### 节选内容:
● ● ● ● ● ● ●

一、概述
单机、单节点运行RabbitMQ服务,无法满足真实应用的需求,比如,遇到RabbitMQ内存崩溃、掉电等等问题。因此搭建一个RabbitMQ集群才是解决问题的关键。
RabbitMQ集群允许消费者和生产者在RabbitMQ单个节点崩溃的情况下继续运行,他可以通过添加更多的节点来线性地扩展消息通信的吞吐量。
RabbitMQ集群中的所有节点都会备份所有的元数据信息,有:
- 队列元数据:队列的名称及属性
- 交换器:交换器的名称和属性
- 绑定关系元数据:交换机与队列或则交换器与交换器之间的绑定关系
- vhost元数据:vhost内的队列、交换器和绑定提供命名空间及安全属性。
但是不备份消息(可以通过镜像队列解决这个问题)
二、RabbitMQ集群搭建过程
如果关闭了集群中所有节点,则需要确保在启动的时候最后关闭的那个节点是第一个启动的,如果第一个启动的不是最后关闭的节点,那么这个节点会等待最后关闭的节点启动。这个等待时间是30s,如果没有等到,那么这个先启动的节点也会失败。
三、集群搭建运维
RabbitMQ中每个节点的类型要么是磁盘节点要么是内存节点。内存节点将所有的队列、交换器、绑定关系、用户、权限和vhost的元数据定义存储在内存中,而磁盘节点则将这些信息存储到磁盘中。单个节点的集群中必然只有磁盘类型的节点,否则当重启RabbitMQ之后,所有关于系统配置的信息都会丢失,不过在集群中可以选择配置部分节点为内存节点,可以提高性能。
指定为内存节点,在加入集群的时候加入参数--ram
。默认不添加--ram
表示此节点为磁盘节点。
1、查看节点类型
root@rabbit-node01:/# rabbitmqctl cluster_status
RABBITMQ_ERLANG_COOKIE env variable support is deprecated and will be REMOVED in a future version. Use the $HOME/.erlang.cookie file or the --erlang-cookie switch instead.
Cluster status of node rabbit@rabbit-node01 ...

● ● ● ● ● ● ●

### 给定条目:

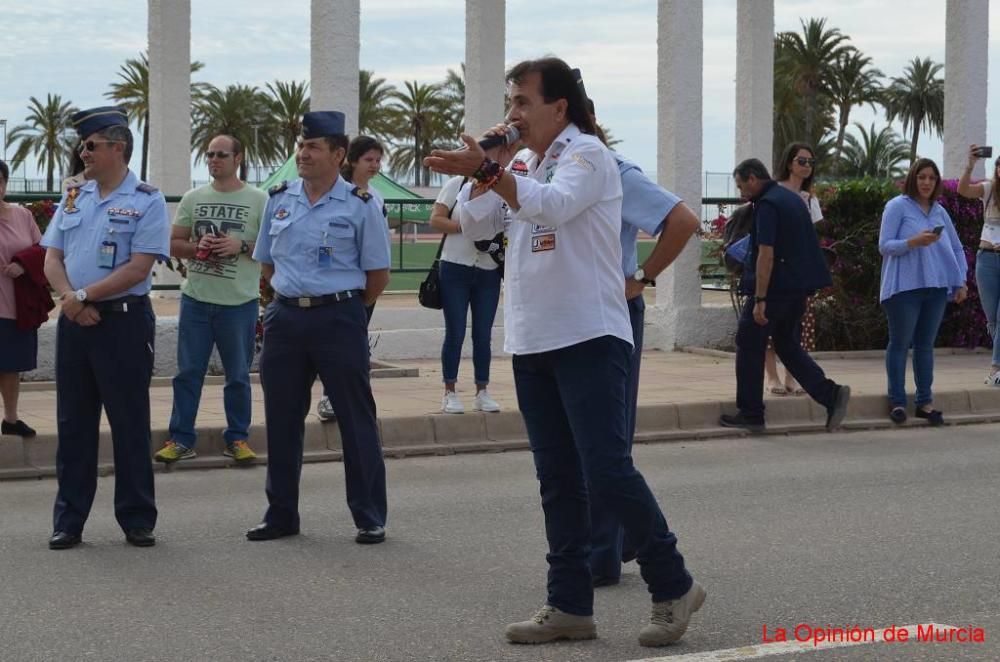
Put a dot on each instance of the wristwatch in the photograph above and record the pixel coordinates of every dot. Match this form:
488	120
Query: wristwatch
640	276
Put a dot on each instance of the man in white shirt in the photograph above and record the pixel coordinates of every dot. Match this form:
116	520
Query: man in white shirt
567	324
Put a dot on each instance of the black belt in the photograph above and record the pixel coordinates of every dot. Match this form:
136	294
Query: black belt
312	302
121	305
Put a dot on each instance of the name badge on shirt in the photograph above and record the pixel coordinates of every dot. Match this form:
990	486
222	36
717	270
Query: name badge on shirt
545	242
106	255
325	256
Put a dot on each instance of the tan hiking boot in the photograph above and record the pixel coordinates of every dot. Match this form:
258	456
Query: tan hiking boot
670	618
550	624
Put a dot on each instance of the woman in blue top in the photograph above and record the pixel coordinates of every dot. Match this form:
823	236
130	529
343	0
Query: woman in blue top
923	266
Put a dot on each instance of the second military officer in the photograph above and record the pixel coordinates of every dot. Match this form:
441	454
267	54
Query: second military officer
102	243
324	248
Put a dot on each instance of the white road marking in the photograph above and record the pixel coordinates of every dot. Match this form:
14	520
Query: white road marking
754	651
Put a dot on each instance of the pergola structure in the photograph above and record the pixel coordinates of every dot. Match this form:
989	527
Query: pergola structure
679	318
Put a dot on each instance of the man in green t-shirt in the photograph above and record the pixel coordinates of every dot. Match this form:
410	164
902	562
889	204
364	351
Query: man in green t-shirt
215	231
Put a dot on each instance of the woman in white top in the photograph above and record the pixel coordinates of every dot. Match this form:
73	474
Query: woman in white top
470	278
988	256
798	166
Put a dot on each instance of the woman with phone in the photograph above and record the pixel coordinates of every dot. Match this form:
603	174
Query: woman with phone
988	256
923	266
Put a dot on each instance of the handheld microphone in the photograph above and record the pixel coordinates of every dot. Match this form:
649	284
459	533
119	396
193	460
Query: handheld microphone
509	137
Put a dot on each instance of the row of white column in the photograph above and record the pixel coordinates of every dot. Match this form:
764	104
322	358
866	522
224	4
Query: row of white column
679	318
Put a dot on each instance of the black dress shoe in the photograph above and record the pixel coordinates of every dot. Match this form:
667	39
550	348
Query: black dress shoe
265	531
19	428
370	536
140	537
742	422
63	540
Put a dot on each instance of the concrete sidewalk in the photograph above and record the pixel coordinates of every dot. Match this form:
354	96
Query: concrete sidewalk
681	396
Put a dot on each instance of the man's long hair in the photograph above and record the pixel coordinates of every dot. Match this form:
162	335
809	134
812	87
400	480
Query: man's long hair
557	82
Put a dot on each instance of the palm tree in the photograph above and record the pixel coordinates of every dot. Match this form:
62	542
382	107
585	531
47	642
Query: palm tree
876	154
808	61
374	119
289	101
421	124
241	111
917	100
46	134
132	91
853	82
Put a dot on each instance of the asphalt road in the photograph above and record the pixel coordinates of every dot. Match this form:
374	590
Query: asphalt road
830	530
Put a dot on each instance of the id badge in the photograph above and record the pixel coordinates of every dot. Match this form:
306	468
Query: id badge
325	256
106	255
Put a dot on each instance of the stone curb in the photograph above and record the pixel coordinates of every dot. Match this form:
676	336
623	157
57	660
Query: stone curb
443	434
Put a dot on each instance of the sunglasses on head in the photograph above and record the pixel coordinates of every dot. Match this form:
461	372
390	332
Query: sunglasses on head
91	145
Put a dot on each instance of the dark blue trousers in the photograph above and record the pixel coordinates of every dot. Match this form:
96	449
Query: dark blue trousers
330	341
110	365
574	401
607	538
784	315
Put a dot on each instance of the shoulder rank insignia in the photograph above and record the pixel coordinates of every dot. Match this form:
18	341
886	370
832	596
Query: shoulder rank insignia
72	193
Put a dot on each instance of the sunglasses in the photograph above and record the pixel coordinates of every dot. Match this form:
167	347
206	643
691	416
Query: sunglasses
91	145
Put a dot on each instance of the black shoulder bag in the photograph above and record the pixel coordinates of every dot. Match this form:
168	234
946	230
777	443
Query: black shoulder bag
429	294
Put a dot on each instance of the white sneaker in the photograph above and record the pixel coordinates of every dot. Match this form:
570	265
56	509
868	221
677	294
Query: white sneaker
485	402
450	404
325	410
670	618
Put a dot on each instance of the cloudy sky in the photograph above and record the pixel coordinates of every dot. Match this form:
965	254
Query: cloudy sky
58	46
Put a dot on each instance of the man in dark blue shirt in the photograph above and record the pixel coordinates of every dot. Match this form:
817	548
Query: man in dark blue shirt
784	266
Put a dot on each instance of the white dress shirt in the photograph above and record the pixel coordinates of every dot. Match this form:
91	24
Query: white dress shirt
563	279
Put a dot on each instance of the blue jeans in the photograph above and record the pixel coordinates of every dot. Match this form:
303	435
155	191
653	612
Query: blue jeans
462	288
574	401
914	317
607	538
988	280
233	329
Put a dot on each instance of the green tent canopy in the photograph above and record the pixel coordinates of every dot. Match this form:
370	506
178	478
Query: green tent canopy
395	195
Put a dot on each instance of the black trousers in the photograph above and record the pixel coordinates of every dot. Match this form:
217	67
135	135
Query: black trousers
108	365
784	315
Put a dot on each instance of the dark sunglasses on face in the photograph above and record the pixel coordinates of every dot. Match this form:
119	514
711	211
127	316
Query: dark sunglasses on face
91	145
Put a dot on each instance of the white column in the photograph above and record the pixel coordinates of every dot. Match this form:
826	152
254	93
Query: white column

● ● ● ● ● ● ●

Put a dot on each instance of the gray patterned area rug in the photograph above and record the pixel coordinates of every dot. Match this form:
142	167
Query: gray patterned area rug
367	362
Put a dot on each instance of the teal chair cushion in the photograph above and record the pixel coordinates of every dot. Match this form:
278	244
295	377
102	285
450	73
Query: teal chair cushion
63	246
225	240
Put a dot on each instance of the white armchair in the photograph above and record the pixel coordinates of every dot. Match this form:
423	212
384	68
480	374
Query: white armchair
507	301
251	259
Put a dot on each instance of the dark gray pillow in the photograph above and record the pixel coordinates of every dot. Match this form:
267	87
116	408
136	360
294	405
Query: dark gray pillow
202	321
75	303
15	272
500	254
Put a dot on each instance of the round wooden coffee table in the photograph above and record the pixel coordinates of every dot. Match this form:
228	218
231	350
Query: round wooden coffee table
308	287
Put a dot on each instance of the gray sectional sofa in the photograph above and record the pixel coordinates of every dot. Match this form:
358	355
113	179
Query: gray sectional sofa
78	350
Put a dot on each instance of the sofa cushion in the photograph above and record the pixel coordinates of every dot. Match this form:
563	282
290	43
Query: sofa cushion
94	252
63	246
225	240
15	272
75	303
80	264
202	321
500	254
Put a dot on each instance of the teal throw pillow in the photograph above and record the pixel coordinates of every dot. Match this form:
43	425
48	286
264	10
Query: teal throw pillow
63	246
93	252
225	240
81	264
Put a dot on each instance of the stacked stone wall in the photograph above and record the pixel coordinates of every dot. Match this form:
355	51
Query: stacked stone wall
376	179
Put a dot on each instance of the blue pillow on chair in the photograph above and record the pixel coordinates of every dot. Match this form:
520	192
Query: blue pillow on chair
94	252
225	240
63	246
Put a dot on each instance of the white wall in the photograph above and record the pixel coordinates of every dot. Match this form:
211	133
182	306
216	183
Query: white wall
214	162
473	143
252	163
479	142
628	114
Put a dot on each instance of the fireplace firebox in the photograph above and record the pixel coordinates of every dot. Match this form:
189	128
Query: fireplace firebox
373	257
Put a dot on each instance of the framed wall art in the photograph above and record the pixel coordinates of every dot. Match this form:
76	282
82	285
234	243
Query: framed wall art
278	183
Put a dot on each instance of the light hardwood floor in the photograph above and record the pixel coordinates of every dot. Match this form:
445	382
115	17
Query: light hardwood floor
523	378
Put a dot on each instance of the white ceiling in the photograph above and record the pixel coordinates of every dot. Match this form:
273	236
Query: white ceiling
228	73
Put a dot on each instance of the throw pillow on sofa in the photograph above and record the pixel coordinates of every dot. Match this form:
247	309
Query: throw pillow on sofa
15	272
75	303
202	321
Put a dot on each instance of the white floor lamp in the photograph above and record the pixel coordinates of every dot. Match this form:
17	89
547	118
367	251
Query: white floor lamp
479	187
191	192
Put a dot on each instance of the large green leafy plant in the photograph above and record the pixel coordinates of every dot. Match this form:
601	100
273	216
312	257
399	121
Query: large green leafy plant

● ● ● ● ● ● ●

### 任务要求:
1. 把讲RabbitMQ集群的那段文字里从"但是不备份消息(可以通过镜像队列解决这个问题)"开始、到"点为内存节点,可以提高性能。"结束的部分一字不差地照抄下来。
2. 把上面数据行中从含有"Put a dot on each instance of the dark sunglasses"的那一行开始、到含有"Query: white column"的那一行结束的各行(首尾两行都算)整理成Markdown表格，两列分别叫"序号"和"行内容"，空行不要。

### 各题解答:
1.
但是不备份消息(可以通过镜像队列解决这个问题)
二、RabbitMQ集群搭建过程
如果关闭了集群中所有节点,则需要确保在启动的时候最后关闭的那个节点是第一个启动的,如果第一个启动的不是最后关闭的节点,那么这个节点会等待最后关闭的节点启动。这个等待时间是30s,如果没有等到,那么这个先启动的节点也会失败。
三、集群搭建运维
RabbitMQ中每个节点的类型要么是磁盘节点要么是内存节点。内存节点将所有的队列、交换器、绑定关系、用户、权限和vhost的元数据定义存储在内存中,而磁盘节点则将这些信息存储到磁盘中。单个节点的集群中必然只有磁盘类型的节点,否则当重启RabbitMQ之后,所有关于系统配置的信息都会丢失,不过在集群中可以选择配置部分节点为内存节点,可以提高性能。

2.
| 序号 | 行内容 |
|---|---|
| 1 | Put a dot on each instance of the dark sunglasses on face in the photograph above and record the pixel coordinates of every dot. Match this form: |
| 2 | 119	514 |
| 3 | 711	211 |
| 4 | 127	316 |
| 5 | Query: dark sunglasses on face |
| 6 | 91	145 |
| 7 | Put a dot on each instance of the white column in the photograph above and record the pixel coordinates of every dot. Match this form: |
| 8 | 826	152 |
| 9 | 254	93 |
| 10 | Query: white column |